### ЗАДАНИЕ
Перечислите все города, которые, согласно тексту о византийцах и Руси, брали или осаждали отцы и деды славян.

### ПОКАЗАННЫЙ ТЕКСТ
----
Так, значит, после крещения это уважение должно было усилиться?
Но вот что пишет в середине Х1 века Михаил Пселл:»Это варварское племя все время кипит злобой и ненавистью к ромейской державе и, непрерывно придумывая то одно, то другое, ищет повода для войны с нами»(Хронография, Зоя и Феодора…, ХС1). И ведь пишет православный византиец, коему бы сам Христос велел уважать братьев по вере! У же полвека прошло с того момента, как по киевским улицам, по грязи и лошадиному помету славяне проволокли золотоусый кумир Бога Побед, с именем которого их отцы и деды брали Бердаа, Итиль, Саркел, осаждали Царьград. И что же? «Варварское племя».
В византийских владениях на юге Италии, в в древнем соборе города Торичелло, построенном византийцами в хх11 веке, на фреске Страшного Суда, под ногами Сатаны, сидящего на троне, торчат из озера огненного и серного» женские головы с косами, мужские – с усами и чубами на бритых головах.
Прошел не один век с крещения Руси, но в глазах византийских «братьев» - Торичелло, кстати, стоит на землях, которые византийцы отстояли от сицилийских норманнов и мавров только благодаря присланным православными русскими князьями дружинам – проклятый «народ Рос» так и остался бесовским отродьем, которому место только в преисподней.
Да что удивляться –вспомним, как через век после крещения Болгарии князем Борисом император Восточного Рима, Никифор Фока, кричал на болгарских послов, называя их грязным, жалким и низким во всех отношениях племенем, а их православного царя, Петра Сурсувула, «варваром, кутающимся в шкуры и грызущим сырые кожи». –с. 212.
Бездна уважения, не так ли, читатель?
Может быть, нас стали уважать западные христиане? Да… Византия хотя не в силах была активно нападать на Русь – силенки у издыхающей империи были уже не те. А зарадные «братья по вере» просто регулярно навещали нас с «братскими визитами», свидетельствуя уважение обращенным братьям во Христе, - поляки, мадьяры, шведы, тевтонцы, снова поляки… Титмар Мезербургский брезгливо замечает: мол, Владимир, приняв христианство, не украсил его. «Русские такие христиане, что от их христианства самого дьявола тошнит», - заметит впоследствии кто-то из Тевтонских братьев -крестоносцев.
----
### ФРАГМЕНТЫ НАБОРА ДАННЫХ

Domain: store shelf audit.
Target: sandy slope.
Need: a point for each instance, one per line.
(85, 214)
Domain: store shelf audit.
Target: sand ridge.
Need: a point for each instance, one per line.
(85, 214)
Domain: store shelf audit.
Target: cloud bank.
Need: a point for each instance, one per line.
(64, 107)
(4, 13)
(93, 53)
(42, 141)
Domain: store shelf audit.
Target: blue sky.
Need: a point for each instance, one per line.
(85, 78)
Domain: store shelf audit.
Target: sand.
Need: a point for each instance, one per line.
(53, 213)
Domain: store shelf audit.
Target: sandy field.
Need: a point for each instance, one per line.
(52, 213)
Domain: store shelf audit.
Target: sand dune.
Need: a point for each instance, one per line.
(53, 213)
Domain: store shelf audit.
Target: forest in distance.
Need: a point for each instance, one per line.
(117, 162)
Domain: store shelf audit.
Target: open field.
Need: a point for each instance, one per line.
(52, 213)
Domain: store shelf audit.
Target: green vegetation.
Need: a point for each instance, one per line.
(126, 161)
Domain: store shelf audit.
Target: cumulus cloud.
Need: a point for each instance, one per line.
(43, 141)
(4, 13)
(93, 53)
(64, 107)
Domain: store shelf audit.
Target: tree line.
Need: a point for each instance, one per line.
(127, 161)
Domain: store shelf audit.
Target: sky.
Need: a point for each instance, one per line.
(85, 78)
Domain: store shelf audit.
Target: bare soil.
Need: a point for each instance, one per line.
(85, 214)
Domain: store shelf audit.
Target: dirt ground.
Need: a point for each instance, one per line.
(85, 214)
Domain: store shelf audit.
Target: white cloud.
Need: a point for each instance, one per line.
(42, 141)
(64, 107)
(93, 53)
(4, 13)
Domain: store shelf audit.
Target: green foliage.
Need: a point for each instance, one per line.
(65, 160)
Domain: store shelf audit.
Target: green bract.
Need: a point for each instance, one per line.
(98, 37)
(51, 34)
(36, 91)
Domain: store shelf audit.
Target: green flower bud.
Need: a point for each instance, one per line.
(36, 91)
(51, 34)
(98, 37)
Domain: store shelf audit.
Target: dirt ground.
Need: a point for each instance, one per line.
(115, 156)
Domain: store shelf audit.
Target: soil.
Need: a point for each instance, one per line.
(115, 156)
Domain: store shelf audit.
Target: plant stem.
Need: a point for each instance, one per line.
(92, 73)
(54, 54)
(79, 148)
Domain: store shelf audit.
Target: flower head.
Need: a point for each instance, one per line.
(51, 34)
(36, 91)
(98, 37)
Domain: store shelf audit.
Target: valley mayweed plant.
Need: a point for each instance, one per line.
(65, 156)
----
### ОЖИДАЕМЫЙ ОТВЕТ
Бердаа, Итиль, Саркел, Царьград.